- Short problem -
Gather every line in the items below that contains the word "club". Case counts, so a line with the word in a different case does not match.

- Extracted information -
>> Start

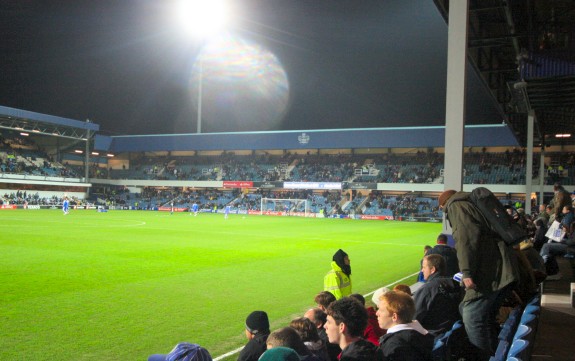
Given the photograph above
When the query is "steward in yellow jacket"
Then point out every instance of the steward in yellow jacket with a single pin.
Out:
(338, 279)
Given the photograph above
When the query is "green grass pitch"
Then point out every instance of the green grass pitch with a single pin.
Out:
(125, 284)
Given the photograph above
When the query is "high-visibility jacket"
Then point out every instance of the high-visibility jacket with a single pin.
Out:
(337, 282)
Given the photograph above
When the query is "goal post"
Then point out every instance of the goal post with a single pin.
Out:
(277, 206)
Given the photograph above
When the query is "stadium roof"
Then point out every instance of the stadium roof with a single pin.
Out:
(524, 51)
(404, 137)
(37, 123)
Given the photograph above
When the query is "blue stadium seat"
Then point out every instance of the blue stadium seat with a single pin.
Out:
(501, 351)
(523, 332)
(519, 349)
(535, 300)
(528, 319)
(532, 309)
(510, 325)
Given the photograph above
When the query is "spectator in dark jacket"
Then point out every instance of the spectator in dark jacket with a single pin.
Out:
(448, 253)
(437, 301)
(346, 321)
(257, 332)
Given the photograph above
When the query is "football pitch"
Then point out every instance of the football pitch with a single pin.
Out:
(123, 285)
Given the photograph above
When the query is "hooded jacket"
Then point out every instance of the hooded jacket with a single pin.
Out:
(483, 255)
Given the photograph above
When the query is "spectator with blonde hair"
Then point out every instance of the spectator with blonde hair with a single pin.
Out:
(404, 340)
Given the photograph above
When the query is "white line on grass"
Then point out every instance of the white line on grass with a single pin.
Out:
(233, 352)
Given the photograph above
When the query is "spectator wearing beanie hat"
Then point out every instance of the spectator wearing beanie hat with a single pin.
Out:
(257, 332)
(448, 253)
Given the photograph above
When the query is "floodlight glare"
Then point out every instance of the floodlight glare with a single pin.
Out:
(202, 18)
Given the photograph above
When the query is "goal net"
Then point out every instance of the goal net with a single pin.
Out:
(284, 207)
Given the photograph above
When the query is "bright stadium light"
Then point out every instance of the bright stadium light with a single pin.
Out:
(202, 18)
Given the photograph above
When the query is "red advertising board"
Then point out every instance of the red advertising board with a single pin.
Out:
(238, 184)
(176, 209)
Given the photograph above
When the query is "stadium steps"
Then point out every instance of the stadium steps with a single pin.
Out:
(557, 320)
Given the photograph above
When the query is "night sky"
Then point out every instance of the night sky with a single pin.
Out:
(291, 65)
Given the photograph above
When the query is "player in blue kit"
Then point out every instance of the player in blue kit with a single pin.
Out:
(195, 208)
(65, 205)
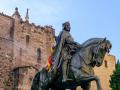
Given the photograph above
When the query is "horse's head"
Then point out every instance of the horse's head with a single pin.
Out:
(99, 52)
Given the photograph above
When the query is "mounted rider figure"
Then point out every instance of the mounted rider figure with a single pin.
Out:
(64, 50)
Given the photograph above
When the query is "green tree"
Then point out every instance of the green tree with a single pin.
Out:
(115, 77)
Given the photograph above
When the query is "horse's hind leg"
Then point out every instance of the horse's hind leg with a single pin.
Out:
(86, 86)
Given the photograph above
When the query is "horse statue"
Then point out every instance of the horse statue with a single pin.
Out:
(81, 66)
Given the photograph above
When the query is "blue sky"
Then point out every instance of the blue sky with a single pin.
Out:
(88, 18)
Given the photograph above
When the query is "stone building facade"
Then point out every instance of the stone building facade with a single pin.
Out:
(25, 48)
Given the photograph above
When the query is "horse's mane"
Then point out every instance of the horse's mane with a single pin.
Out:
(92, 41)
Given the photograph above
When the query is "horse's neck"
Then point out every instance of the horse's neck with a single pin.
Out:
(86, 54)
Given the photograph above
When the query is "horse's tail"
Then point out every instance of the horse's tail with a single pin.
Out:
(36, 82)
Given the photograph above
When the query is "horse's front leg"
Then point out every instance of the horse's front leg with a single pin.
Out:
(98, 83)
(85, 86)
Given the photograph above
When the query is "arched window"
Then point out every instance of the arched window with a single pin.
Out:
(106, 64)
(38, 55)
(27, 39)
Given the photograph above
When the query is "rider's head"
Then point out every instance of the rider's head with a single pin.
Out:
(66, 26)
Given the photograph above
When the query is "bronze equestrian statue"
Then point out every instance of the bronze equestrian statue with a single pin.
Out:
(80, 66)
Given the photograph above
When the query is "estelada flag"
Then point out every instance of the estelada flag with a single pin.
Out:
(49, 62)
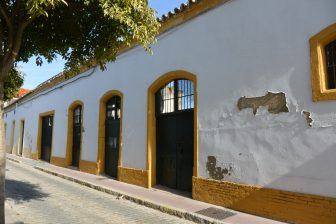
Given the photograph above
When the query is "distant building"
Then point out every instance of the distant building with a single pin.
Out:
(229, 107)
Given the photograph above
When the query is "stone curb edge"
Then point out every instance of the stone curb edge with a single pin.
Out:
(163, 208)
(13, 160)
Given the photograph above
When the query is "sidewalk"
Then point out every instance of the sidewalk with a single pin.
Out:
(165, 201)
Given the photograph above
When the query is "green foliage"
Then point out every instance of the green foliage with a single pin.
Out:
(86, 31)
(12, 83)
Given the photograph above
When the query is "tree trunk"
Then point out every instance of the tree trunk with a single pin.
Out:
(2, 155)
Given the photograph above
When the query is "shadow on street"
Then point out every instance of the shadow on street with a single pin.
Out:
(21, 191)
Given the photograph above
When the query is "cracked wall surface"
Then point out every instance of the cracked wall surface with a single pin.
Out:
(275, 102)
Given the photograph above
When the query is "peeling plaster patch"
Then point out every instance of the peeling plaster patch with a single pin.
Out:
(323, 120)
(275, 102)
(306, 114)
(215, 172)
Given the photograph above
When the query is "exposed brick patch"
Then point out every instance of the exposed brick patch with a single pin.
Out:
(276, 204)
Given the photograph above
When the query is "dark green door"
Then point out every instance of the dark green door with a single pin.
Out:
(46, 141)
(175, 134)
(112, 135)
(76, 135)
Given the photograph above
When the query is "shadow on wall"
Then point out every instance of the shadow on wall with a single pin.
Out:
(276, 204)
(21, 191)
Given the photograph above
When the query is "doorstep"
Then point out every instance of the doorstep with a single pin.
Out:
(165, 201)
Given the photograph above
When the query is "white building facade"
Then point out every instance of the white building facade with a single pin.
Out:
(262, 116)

>> End
>> Start

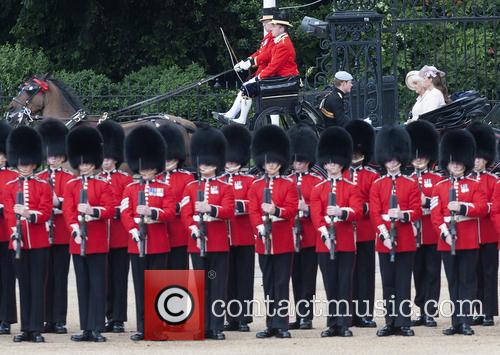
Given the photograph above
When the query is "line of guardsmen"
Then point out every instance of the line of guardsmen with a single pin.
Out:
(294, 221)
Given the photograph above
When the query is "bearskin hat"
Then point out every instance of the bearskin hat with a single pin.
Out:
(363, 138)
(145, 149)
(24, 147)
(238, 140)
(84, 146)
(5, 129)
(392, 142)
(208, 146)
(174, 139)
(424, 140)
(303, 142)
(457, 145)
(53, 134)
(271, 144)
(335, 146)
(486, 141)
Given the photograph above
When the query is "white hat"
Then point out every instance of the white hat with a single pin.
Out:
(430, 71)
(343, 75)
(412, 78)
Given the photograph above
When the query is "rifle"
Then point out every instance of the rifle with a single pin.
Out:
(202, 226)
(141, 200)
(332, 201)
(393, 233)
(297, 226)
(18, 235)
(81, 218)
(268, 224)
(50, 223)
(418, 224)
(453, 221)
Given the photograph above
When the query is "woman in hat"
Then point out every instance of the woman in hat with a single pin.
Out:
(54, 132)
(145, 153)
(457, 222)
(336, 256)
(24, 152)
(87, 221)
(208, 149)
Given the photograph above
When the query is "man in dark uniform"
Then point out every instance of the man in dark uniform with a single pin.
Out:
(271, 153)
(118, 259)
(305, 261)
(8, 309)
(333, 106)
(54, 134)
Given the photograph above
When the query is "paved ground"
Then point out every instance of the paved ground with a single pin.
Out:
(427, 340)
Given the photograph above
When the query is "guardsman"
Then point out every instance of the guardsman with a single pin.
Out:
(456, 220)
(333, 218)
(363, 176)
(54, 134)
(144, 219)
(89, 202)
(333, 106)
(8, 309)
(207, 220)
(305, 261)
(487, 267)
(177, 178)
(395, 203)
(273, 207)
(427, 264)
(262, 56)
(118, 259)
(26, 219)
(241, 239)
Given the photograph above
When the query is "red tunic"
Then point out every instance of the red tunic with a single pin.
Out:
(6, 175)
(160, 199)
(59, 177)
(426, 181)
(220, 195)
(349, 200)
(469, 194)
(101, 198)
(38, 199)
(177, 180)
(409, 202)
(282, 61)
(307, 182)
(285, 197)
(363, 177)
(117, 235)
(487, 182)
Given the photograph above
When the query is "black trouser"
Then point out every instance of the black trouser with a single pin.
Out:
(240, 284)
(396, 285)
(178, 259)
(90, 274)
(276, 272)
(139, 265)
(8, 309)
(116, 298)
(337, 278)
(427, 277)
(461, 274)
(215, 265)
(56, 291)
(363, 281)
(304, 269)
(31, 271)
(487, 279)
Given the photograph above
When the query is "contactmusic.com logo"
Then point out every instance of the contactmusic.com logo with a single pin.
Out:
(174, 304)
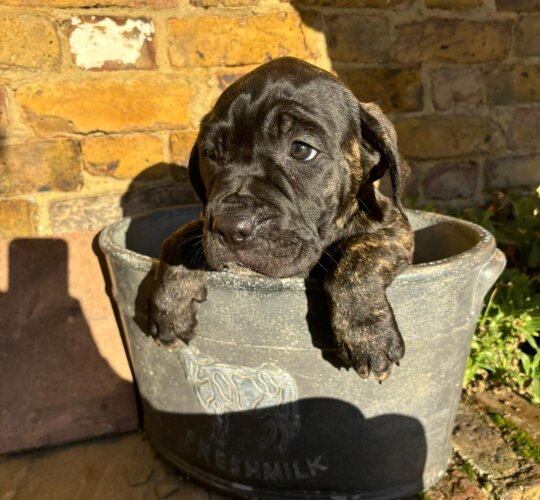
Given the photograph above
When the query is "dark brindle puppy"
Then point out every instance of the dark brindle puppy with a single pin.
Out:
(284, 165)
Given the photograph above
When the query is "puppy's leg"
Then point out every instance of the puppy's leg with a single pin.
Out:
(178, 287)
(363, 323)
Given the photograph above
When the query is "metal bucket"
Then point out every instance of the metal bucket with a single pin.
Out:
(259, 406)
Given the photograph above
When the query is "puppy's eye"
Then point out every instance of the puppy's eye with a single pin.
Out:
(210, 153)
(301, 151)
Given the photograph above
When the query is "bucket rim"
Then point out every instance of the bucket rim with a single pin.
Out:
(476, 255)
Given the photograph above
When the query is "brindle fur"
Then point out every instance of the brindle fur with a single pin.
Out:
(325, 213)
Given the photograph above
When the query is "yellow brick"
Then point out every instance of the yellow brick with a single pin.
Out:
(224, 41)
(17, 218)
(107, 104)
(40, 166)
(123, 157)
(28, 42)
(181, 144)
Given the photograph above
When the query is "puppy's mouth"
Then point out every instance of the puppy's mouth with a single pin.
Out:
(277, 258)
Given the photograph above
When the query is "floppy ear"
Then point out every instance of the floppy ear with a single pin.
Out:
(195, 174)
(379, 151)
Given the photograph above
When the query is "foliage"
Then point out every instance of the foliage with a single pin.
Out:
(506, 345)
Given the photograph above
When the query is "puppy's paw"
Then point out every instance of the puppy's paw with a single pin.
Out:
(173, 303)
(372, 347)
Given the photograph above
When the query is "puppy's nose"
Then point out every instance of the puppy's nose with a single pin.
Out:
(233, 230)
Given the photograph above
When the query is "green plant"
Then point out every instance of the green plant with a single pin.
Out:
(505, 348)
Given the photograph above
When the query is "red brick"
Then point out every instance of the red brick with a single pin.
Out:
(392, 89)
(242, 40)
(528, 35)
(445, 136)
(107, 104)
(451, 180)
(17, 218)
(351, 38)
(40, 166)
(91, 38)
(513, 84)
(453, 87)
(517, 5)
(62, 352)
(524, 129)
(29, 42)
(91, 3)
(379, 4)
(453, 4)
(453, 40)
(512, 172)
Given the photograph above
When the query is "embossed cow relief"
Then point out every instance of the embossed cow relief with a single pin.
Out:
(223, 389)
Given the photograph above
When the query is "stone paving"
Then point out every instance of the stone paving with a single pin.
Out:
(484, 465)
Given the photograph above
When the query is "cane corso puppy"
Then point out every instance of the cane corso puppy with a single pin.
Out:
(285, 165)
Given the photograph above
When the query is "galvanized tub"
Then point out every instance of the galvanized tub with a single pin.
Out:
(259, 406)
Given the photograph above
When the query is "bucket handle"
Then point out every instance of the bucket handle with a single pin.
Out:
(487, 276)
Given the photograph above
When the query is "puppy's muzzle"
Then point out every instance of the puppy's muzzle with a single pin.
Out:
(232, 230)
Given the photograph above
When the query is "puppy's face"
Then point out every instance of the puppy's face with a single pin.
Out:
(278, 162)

>> End
>> Start

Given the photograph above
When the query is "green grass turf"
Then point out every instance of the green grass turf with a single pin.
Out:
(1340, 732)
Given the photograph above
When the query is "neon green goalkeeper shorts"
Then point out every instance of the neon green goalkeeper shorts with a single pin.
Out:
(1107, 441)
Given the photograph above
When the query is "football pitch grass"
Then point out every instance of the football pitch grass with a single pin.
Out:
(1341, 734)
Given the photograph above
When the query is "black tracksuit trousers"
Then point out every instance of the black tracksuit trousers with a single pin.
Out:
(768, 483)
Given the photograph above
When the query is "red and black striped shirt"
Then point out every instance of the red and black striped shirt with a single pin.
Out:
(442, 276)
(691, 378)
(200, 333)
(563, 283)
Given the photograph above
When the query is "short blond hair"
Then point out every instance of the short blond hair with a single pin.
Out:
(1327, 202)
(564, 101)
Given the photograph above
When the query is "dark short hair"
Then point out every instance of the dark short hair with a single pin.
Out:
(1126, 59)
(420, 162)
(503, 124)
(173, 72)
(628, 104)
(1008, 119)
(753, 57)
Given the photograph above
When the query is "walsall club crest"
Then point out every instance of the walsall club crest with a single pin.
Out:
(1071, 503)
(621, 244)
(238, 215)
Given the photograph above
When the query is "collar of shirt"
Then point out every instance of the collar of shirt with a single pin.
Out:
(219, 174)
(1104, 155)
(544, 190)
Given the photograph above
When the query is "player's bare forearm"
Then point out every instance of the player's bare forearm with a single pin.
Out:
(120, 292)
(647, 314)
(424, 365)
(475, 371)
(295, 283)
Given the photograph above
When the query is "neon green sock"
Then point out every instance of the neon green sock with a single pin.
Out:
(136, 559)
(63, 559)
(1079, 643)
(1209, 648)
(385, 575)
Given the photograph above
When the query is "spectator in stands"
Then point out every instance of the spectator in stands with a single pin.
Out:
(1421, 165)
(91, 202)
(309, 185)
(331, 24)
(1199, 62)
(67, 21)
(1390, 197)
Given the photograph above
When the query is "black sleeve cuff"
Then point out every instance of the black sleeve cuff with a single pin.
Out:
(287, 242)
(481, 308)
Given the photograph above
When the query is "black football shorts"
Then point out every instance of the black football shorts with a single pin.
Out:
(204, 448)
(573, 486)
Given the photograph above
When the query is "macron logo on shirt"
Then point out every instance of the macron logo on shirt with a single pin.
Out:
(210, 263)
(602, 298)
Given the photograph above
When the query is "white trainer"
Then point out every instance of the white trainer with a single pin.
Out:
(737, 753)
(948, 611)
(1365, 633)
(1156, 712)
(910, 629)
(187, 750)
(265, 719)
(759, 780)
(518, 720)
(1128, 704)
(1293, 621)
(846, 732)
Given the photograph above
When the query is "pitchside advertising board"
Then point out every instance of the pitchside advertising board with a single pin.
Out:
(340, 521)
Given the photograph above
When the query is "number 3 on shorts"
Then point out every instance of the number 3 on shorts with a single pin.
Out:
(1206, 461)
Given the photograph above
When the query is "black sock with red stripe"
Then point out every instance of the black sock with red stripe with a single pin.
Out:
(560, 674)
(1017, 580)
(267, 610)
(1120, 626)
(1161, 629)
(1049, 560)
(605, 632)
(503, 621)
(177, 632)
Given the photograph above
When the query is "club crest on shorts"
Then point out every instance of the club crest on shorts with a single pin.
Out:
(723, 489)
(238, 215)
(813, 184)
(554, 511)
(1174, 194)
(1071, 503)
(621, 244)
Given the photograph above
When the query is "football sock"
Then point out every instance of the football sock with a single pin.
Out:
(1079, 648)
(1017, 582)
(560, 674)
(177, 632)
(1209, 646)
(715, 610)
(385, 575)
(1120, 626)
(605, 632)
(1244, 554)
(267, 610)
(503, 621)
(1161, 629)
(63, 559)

>> End

- Problem solution -
When the query is "walsall club crest"
Then point out every instance of the walsall club crest with a single pin.
When the query is "club crest on shorts"
Then point out every instance of the club crest on shorts with a single pin.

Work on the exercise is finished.